Tag Archives: Filipino American

Linceblog: Some thoughts on sports life and Mother’s Day; The San Francisco Giants are up, the Golden State Warriors are down?; and more on Tim Lincecum’s mom and why he’s what I call a “hesitant” Filipino

There comes a time when life and sports collide. I was at a personal/family event on Friday night, when sports must be relegated to life’s backdrop. Like the weather, it’s there. You go about your business and know there are games going in some alternate universe. Every now and then you sneak a peak. The Giants knock out Hudson? How did they get those 4 runs?  Now 8?  And what about those Warriors? Down by 3 possessions? More?  In the first-half?

And then you get back to “playing in your own life” and hope your teams win without you.

One did. The other didn’t. The Giants behind Cain came back to avenge the opening Braves loss. And the Warriors? In game 3, the team seemed flat, stuck in some valley and never reached a mountain top. In fact, the ankle injury to Curry completes the metaphor. You try climbing a mountain on a banged up ankle. The Spurs played well, and fought off the Warriors every time they came close in the second-half.

Mother’s Day will be the next stop for the Warriors. The Giants after Saturday’s game, will play on Sunday too.  If your Mom is a sports fans, that’s great. Make sure there’s enough beer.

If not, one will be in “alternate universe”mode again.

** Dataset extract **
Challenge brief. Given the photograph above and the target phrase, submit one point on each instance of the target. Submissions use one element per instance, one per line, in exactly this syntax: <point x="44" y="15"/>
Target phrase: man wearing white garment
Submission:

** Aim of the task **
Pick up the blog post about sports and Mother's Day after its final sentence and carry it forward. The listing bears no relation to the blog post.

** Final result **
Tim Lincecum will be pitching for the Giants in a 1pm game. The reason I write the Linceblog portion of my blog is because I have editors at Filipino outlets that allow me to follow the premier Filipino American player in Major League Baseball.

Lincecum is half-Filipino on his mom’s side. But he’s somewhat of what I call a “hesitant” Filipino and it’s mostly due to his relationship to his mom.

When I asked him about being Filipino earlier this season, he was pretty honest.

 

Lincecum’s relationship with his mom is his personal business and I chose not to press him on it in one of those post-game locker room scenarios usually reserved for answers like “He hit a  change-up high in the zone.”

But Timmy should know he has all sorts of Ninangs and Lolas in the Filipino community rooting for him and wishing he ate just a little more lumpia. And Ligo sardines.

“I like rice,” he told me with a smile one day in the dugout.  “I eat lots of rice.”

Ligo is the company that sponsored that Filipino scarf the Giants gave away recently on Filipino Night. The one with Lincecum’s #55 on it. 

Now if he wants to be a real half-Filipino, he should eat sardines the Filipino way. Open up a small can of Ligo sardines (they come in tomato sauce). Dump it in a fry pan of onions and garlic. When it heats up, use it to  top off your mound of rice. Now that’s what I’d call a pre-game meal. The garlic keeps hitters away.

It’s also something a Filipino mom would do for her son. My mom did something similar for me, while I watched games on TV, though I preferred “tapa.”

Lincecum’s comment on his mom makes you realize how much we are defined by that relationship with Mom and how lucky we are when it’s a special one.

If you are lucky to have your mom close, give her a hug, maybe some flowers, make her a meal (but no Ligo).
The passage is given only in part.